[Start of section]

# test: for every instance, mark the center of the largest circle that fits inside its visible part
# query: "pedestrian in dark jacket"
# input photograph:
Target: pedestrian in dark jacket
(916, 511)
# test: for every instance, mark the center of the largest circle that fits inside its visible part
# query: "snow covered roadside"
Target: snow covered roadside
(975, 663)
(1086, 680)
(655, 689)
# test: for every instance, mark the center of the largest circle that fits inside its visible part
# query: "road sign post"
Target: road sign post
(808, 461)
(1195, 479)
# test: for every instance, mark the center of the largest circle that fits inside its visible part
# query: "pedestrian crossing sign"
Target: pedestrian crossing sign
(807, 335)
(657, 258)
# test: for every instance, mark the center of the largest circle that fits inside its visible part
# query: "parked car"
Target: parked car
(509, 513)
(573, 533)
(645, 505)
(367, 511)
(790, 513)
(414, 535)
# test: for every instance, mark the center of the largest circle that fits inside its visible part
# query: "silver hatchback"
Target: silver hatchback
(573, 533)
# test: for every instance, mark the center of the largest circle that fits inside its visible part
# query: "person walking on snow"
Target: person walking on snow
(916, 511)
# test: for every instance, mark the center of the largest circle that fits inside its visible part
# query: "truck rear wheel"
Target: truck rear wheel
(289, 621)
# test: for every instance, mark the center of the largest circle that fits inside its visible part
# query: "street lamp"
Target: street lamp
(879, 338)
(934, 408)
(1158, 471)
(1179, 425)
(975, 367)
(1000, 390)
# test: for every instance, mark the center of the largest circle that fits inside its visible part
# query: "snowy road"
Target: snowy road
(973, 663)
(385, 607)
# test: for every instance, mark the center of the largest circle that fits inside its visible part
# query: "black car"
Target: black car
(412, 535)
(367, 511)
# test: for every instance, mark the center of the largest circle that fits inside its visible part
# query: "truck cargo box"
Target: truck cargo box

[End of section]

## What the task asks:
Everything in the data must be repeated exactly; leave no line out.

## Completed exercise:
# test: for every instance, mark the center of the largest circle that fits inside its visible part
# query: "pedestrian in dark jacket"
# input photograph:
Target: pedestrian in dark jacket
(916, 511)
# test: for every instance, mark the center of the largest circle that fits inside its visible part
# query: "snow covered roadside"
Target: snow covered roadside
(975, 663)
(1086, 680)
(655, 689)
# test: for every instance, mark the center of the largest circle that fits inside its visible part
# query: "road sign post"
Target: road sign post
(808, 461)
(1195, 479)
# test: for every instance, mark the center of the largest circle that fits inside its visible part
# query: "pedestrian crossing sign"
Target: pedestrian crossing sign
(807, 335)
(657, 258)
# test: for every instance, mark the center of the largest circle that fits inside its visible part
# query: "parked car"
Target: parked car
(509, 513)
(573, 533)
(645, 505)
(367, 511)
(790, 513)
(414, 535)
# test: for every instance, mark the center of the largest circle that fits inside its visible part
# query: "silver hatchback"
Target: silver hatchback
(573, 533)
# test: for every instance, mark the center of the largest circle that fits inside its visible part
# query: "person walking on snow"
Target: person walking on snow
(916, 511)
# test: for every instance, mark the center of the largest circle that fits inside its visible part
# query: "truck rear wheel"
Target: truck rear wheel
(289, 621)
# test: for every instance, mark the center of the largest circle that fits inside its visible part
# query: "street lamp"
Target: street lamp
(879, 338)
(934, 408)
(1158, 471)
(1179, 425)
(975, 367)
(1000, 390)
# test: for every instance, mark the center of the largest circle that fits inside its visible part
# query: "snowy road"
Target: snowy road
(973, 663)
(385, 607)
# test: for every instance, mark the center of the largest circle that fits inside its visible part
# query: "black car"
Target: black car
(412, 535)
(367, 511)
# test: for every instance, mark the center of the largest circle that fits inside its visible part
# query: "truck cargo box"
Target: truck cargo box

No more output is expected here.